[Saved data entries]
-*-
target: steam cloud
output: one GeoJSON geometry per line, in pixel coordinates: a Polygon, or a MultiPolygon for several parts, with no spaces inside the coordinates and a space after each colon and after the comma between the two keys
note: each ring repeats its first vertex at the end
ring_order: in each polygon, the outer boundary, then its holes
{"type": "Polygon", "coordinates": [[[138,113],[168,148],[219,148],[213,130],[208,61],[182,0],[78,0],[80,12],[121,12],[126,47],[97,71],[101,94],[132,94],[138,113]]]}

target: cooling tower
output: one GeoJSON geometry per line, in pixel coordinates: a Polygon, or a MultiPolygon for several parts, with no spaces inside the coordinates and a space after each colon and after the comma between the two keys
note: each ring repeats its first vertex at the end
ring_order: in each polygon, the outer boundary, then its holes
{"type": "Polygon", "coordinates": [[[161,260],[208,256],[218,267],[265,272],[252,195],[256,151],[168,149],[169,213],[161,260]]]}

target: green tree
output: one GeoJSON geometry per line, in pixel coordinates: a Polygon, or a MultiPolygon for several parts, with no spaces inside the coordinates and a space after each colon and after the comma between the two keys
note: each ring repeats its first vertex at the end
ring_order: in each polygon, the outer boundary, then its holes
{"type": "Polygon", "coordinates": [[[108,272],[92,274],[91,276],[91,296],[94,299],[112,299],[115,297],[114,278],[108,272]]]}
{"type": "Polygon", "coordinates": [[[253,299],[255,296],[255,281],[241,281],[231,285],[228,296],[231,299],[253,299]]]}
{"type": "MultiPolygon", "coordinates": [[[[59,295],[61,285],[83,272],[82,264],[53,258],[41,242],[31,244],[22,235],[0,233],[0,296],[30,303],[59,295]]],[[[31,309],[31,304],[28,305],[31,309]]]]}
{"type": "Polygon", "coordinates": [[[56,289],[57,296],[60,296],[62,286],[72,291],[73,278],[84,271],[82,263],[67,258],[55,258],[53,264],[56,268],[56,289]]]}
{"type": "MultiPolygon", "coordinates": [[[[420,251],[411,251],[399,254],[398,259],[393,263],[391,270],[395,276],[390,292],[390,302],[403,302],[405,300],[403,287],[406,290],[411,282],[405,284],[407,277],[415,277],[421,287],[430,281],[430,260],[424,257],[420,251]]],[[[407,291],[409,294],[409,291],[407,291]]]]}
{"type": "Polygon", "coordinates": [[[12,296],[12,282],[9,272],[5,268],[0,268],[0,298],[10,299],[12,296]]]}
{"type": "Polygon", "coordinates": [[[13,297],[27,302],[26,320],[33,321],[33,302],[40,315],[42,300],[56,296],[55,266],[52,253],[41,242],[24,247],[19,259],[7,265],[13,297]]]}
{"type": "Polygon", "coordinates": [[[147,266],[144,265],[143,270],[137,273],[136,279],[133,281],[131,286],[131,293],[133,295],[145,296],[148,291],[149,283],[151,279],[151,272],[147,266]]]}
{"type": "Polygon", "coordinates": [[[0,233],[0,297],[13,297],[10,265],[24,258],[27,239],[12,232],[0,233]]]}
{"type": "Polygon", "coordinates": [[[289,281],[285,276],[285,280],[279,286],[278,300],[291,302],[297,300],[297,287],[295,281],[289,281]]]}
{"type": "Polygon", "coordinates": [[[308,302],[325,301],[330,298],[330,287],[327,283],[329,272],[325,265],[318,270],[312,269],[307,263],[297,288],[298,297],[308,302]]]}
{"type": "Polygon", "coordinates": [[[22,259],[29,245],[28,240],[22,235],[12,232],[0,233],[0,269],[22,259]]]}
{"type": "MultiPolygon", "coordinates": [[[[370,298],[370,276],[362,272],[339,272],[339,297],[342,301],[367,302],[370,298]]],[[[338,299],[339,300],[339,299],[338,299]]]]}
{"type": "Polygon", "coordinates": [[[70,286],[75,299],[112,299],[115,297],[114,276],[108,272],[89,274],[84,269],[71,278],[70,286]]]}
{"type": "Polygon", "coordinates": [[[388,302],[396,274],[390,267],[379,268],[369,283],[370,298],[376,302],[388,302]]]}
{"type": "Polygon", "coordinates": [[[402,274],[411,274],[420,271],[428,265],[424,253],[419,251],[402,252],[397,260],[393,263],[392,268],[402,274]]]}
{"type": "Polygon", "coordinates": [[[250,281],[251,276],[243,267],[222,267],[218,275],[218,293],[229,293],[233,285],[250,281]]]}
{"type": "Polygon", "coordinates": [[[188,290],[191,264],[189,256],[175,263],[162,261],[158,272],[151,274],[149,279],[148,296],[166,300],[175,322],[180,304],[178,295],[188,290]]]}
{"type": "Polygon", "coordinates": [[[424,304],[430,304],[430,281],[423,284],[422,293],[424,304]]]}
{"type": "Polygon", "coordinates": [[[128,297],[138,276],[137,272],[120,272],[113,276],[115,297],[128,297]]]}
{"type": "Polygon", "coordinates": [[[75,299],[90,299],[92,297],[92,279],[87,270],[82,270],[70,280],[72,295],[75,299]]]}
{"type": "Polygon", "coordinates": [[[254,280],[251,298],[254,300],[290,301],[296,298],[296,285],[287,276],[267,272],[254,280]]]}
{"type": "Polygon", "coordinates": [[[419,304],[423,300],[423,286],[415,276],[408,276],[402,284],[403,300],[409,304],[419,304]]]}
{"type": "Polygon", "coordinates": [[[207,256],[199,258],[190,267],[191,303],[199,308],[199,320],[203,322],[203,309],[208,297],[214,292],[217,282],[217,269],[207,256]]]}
-*-
Action item | With nothing added or dropped, write out every entry.

Response below |
target: steam cloud
output: one GeoJSON geometry per line, in pixel coordinates: a Polygon, or a MultiPolygon for several parts, with no spaces inside the coordinates and a space after each colon and after the comma between the two keys
note: each ring repeats its first vertex at the end
ring_order: in each polygon, the outer boundary, then its holes
{"type": "Polygon", "coordinates": [[[138,113],[168,148],[219,148],[213,130],[208,61],[182,0],[78,0],[80,12],[121,12],[126,47],[97,71],[101,94],[132,94],[138,113]]]}

target: cooling tower
output: one GeoJSON geometry per line, in pixel coordinates: a Polygon, or a MultiPolygon for several parts, with no spaces inside the coordinates and a space after each colon and after the comma between the two keys
note: each ring repeats its first vertex at the end
ring_order: in each polygon, the outer boundary, then its holes
{"type": "Polygon", "coordinates": [[[161,260],[208,256],[218,267],[265,272],[252,195],[256,151],[168,149],[169,213],[161,260]]]}

target: green tree
output: one GeoJSON geometry per line, in pixel coordinates: a Polygon, or a MultiPolygon for several parts, with no spaces inside the coordinates and a space after each colon and after the comma between the two keys
note: each ring repeats its first vertex at the end
ring_order: in each polygon, the outer boundary, then its holes
{"type": "Polygon", "coordinates": [[[108,272],[92,274],[91,276],[91,296],[94,299],[112,299],[115,297],[114,278],[108,272]]]}
{"type": "Polygon", "coordinates": [[[253,299],[255,296],[255,281],[241,281],[231,285],[228,296],[231,299],[253,299]]]}
{"type": "MultiPolygon", "coordinates": [[[[59,295],[61,285],[83,272],[82,264],[53,258],[41,242],[31,244],[22,235],[0,233],[0,296],[30,303],[59,295]]],[[[31,309],[31,304],[28,305],[31,309]]]]}
{"type": "Polygon", "coordinates": [[[56,289],[57,296],[60,296],[62,286],[72,291],[73,278],[84,271],[82,263],[67,258],[55,258],[53,264],[56,268],[56,289]]]}
{"type": "MultiPolygon", "coordinates": [[[[420,251],[411,251],[399,254],[398,259],[393,263],[391,270],[395,276],[390,292],[390,302],[403,302],[405,300],[403,287],[406,290],[411,282],[405,284],[407,277],[415,277],[421,287],[430,281],[430,260],[424,257],[420,251]]],[[[407,291],[409,294],[409,291],[407,291]]]]}
{"type": "Polygon", "coordinates": [[[12,296],[12,282],[9,272],[5,268],[0,268],[0,298],[10,299],[12,296]]]}
{"type": "Polygon", "coordinates": [[[13,297],[27,302],[26,320],[33,321],[33,302],[40,315],[42,300],[56,296],[55,266],[52,253],[41,242],[24,247],[19,259],[7,265],[13,297]]]}
{"type": "Polygon", "coordinates": [[[147,266],[144,265],[143,270],[137,273],[136,279],[133,281],[131,286],[131,293],[133,295],[145,296],[148,291],[149,283],[151,279],[151,272],[147,266]]]}
{"type": "Polygon", "coordinates": [[[0,233],[0,297],[13,297],[10,265],[24,258],[27,239],[12,232],[0,233]]]}
{"type": "Polygon", "coordinates": [[[289,281],[285,276],[285,280],[279,286],[278,300],[291,302],[297,300],[297,287],[295,281],[289,281]]]}
{"type": "Polygon", "coordinates": [[[308,302],[325,301],[330,298],[330,287],[327,283],[329,272],[325,265],[318,270],[312,269],[307,263],[297,288],[298,297],[308,302]]]}
{"type": "Polygon", "coordinates": [[[22,259],[29,245],[28,240],[22,235],[12,232],[0,233],[0,269],[22,259]]]}
{"type": "MultiPolygon", "coordinates": [[[[370,298],[370,276],[362,272],[339,272],[339,297],[342,301],[367,302],[370,298]]],[[[338,299],[339,300],[339,299],[338,299]]]]}
{"type": "Polygon", "coordinates": [[[70,286],[75,299],[112,299],[115,297],[114,276],[108,272],[89,274],[84,269],[71,278],[70,286]]]}
{"type": "Polygon", "coordinates": [[[388,302],[396,274],[390,267],[379,268],[369,283],[370,298],[376,302],[388,302]]]}
{"type": "Polygon", "coordinates": [[[402,274],[411,274],[420,271],[428,265],[424,253],[419,251],[402,252],[397,260],[393,263],[392,268],[402,274]]]}
{"type": "Polygon", "coordinates": [[[250,281],[251,276],[243,267],[222,267],[218,275],[218,293],[229,293],[233,285],[250,281]]]}
{"type": "Polygon", "coordinates": [[[188,290],[191,264],[189,256],[175,263],[162,261],[158,272],[151,274],[149,279],[148,296],[166,300],[175,322],[180,304],[178,295],[188,290]]]}
{"type": "Polygon", "coordinates": [[[424,304],[430,304],[430,281],[423,284],[422,293],[424,304]]]}
{"type": "Polygon", "coordinates": [[[128,297],[138,276],[137,272],[120,272],[113,276],[115,297],[128,297]]]}
{"type": "Polygon", "coordinates": [[[75,299],[90,299],[92,297],[92,279],[87,270],[82,270],[70,280],[72,295],[75,299]]]}
{"type": "Polygon", "coordinates": [[[254,280],[251,298],[254,300],[290,301],[296,298],[296,285],[287,276],[267,272],[254,280]]]}
{"type": "Polygon", "coordinates": [[[419,304],[423,300],[423,286],[415,276],[408,276],[402,284],[403,300],[409,304],[419,304]]]}
{"type": "Polygon", "coordinates": [[[207,256],[199,258],[190,267],[191,303],[199,308],[199,320],[203,322],[203,309],[208,297],[214,292],[217,282],[217,269],[207,256]]]}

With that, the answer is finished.